- _Given information_:
....................
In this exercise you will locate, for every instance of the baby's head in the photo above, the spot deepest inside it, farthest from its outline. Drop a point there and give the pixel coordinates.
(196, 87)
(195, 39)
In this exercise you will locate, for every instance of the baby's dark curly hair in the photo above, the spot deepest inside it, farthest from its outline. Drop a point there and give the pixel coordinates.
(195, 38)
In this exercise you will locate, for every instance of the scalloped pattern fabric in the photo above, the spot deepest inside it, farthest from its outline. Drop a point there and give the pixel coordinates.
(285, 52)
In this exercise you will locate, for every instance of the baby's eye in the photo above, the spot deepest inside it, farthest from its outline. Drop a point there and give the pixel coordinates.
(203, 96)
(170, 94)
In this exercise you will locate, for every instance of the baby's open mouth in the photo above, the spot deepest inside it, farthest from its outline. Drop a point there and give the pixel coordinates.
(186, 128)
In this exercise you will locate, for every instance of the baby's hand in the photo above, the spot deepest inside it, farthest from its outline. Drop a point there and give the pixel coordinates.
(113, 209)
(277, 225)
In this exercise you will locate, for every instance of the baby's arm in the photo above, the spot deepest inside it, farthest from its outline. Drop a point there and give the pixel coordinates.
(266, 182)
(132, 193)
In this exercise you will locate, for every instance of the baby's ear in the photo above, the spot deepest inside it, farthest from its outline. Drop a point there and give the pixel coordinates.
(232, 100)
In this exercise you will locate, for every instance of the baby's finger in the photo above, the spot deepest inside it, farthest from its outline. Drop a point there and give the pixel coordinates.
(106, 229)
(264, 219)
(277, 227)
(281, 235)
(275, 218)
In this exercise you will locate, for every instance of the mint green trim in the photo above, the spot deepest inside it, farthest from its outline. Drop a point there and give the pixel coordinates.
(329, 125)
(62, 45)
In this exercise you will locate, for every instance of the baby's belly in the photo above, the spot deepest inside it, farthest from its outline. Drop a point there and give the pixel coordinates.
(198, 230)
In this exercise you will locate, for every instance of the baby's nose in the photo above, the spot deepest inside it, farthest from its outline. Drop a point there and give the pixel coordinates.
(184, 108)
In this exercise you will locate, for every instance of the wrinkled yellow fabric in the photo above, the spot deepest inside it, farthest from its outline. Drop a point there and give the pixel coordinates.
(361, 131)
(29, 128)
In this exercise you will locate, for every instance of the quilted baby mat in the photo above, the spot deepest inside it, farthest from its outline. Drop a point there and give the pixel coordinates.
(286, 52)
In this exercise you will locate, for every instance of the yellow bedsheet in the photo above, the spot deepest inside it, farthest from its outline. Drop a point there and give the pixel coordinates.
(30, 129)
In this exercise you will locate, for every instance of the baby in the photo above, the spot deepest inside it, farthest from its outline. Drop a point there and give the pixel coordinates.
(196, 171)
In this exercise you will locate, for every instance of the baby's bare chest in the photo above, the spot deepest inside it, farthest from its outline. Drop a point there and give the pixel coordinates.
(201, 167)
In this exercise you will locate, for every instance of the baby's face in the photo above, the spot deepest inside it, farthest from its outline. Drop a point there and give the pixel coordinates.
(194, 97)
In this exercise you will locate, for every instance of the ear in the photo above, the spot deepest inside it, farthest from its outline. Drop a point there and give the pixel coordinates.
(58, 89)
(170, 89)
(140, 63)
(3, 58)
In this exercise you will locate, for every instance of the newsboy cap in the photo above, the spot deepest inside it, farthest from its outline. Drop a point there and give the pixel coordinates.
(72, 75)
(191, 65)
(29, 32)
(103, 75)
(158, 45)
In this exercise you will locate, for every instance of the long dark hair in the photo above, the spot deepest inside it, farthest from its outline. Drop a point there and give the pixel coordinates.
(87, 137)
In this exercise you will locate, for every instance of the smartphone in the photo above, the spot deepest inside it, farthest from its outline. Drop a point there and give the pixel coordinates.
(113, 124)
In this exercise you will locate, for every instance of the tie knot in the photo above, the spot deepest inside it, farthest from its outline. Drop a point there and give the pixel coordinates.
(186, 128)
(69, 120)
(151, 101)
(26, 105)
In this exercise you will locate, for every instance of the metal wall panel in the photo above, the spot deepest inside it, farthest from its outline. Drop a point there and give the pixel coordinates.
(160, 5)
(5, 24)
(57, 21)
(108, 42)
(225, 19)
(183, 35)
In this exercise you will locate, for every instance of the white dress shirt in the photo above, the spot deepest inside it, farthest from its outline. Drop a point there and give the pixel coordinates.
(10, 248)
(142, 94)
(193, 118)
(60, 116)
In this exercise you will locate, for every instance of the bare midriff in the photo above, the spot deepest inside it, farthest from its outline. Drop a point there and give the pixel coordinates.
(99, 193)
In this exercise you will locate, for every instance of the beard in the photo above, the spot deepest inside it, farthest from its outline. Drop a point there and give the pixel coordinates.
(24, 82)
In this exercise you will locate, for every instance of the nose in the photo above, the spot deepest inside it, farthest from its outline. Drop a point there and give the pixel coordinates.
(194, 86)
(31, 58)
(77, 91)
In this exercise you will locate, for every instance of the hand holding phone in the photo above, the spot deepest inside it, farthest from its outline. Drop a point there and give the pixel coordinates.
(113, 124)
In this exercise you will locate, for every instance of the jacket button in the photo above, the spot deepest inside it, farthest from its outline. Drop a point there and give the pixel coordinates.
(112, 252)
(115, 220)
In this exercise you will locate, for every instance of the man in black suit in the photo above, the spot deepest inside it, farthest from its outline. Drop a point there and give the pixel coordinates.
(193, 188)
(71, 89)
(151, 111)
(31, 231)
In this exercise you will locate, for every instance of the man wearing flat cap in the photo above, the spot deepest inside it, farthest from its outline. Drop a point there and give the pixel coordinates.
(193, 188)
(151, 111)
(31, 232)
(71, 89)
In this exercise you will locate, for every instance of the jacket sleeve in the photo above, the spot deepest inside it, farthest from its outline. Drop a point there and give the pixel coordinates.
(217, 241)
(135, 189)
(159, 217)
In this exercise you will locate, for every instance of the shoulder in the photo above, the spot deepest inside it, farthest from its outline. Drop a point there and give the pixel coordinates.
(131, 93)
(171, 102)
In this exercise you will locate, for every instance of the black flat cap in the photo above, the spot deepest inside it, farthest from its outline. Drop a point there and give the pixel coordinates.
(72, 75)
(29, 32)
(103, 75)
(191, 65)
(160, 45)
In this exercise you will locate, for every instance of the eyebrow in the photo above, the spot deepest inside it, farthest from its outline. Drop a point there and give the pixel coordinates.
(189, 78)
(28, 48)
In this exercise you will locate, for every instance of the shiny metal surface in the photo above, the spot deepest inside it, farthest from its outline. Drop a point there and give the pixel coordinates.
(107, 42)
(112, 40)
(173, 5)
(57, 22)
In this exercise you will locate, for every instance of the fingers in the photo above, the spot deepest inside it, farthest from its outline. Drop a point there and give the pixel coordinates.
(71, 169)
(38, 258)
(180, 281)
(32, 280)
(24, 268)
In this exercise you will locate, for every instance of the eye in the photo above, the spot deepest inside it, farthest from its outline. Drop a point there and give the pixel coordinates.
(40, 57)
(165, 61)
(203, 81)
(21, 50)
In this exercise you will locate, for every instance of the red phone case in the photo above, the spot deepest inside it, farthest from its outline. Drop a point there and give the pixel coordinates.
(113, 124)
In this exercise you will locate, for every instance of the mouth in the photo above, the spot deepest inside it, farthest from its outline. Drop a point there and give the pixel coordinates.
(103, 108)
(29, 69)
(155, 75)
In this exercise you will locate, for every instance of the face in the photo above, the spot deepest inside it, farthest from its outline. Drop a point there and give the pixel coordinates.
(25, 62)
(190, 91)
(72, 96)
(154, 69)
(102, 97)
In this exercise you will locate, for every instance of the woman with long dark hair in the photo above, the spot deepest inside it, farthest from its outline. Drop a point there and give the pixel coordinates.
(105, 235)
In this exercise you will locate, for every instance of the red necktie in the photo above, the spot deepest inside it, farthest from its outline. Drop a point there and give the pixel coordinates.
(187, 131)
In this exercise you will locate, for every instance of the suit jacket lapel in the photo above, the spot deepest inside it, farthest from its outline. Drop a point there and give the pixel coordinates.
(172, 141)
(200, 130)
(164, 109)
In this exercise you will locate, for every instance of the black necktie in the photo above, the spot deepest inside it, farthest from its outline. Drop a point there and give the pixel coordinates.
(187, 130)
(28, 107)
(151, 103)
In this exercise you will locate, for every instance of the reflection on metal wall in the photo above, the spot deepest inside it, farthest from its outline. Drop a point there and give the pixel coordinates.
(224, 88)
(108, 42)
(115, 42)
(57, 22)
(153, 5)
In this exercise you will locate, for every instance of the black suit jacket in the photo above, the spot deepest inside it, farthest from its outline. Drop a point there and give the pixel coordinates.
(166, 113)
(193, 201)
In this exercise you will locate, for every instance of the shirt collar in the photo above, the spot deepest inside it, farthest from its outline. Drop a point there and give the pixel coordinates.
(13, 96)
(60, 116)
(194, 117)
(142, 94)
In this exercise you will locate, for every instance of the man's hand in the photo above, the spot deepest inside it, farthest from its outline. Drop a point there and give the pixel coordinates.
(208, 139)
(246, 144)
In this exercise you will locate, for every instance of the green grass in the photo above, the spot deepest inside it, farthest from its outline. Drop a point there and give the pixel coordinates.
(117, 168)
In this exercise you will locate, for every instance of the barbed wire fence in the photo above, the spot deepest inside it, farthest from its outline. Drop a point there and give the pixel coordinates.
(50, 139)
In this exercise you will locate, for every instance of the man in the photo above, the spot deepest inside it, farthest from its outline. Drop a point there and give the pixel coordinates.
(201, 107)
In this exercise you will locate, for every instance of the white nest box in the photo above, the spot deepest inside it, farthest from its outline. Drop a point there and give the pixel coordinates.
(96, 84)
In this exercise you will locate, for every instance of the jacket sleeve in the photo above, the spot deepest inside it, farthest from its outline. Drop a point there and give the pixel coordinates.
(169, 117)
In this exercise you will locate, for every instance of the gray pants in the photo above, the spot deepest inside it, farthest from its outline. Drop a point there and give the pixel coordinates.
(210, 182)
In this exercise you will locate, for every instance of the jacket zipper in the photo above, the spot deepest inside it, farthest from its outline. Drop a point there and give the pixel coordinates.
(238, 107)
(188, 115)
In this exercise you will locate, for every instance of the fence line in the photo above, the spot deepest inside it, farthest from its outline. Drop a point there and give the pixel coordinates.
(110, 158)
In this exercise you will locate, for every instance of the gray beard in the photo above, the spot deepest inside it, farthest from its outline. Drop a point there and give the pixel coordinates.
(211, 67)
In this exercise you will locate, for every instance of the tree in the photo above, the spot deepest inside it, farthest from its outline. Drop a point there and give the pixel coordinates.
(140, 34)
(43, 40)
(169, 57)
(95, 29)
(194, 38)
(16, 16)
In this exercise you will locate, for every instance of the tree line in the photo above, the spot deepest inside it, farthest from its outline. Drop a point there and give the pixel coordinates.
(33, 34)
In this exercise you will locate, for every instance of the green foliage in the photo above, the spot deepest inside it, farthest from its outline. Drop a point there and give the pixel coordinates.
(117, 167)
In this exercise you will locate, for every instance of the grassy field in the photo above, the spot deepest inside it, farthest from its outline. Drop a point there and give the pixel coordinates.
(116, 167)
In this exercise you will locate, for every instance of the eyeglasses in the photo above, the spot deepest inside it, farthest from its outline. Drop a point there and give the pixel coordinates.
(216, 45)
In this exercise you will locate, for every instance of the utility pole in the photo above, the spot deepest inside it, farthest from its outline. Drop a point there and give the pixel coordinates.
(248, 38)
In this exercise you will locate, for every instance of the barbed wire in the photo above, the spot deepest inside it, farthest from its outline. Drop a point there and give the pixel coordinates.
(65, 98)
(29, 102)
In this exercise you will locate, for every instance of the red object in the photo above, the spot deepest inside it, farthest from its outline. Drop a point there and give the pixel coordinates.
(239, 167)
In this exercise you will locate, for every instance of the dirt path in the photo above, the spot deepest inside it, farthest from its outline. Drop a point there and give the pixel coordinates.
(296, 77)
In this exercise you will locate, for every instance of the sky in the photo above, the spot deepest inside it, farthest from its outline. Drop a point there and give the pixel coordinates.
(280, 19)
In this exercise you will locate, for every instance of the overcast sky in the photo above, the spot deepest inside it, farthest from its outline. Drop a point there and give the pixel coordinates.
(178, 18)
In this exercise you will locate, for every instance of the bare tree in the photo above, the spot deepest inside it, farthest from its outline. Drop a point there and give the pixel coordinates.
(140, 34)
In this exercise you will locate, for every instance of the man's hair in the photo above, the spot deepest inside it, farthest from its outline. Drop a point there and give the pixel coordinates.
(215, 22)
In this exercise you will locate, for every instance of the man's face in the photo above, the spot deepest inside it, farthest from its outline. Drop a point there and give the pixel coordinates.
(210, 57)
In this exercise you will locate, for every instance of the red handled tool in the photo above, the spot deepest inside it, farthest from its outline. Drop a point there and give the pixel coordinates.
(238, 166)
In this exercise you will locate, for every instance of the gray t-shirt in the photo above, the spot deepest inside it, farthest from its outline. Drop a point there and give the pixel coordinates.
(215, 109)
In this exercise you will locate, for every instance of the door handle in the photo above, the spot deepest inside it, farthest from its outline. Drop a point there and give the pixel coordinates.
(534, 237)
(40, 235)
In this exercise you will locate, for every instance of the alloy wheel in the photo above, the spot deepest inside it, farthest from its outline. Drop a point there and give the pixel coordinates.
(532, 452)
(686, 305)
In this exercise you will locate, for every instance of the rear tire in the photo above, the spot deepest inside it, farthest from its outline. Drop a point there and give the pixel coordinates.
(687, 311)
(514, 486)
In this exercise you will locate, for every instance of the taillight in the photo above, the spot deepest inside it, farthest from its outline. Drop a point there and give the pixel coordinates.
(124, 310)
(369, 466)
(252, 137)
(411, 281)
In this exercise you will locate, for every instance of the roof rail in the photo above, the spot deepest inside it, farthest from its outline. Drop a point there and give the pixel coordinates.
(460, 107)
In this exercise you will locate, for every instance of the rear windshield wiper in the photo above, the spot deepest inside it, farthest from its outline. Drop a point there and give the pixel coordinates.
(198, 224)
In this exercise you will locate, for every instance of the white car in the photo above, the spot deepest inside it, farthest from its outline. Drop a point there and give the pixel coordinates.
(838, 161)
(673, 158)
....................
- _What is expected_: Each line from the one containing "of the taillight" through the last line of the entries above is to be returned exactly, and no others.

- _Output for this task_:
In this exercise you will locate, for every instance of the taillight in the photo above, the spot deepest inside it, farthest from its outline. Drop a point there and give the pixel coordinates.
(124, 310)
(369, 466)
(252, 137)
(411, 281)
In this exercise you will locate, for every instance of the roof rail in the photo above, the spot deepest inside it, farthest from its outline. Drop a point there and give the pixel coordinates.
(460, 107)
In this exercise you will locate, for every instance of the rear windshield wiper in the photo above, the spot deepest inside it, farthest from its outline. Drop a point there and give the pixel coordinates.
(198, 224)
In this exercise you will locate, for every instance of the white car in the photo above, the spot deepest inside it, farthest from its outline. Drop a point there and give the pixel coordinates.
(838, 161)
(673, 158)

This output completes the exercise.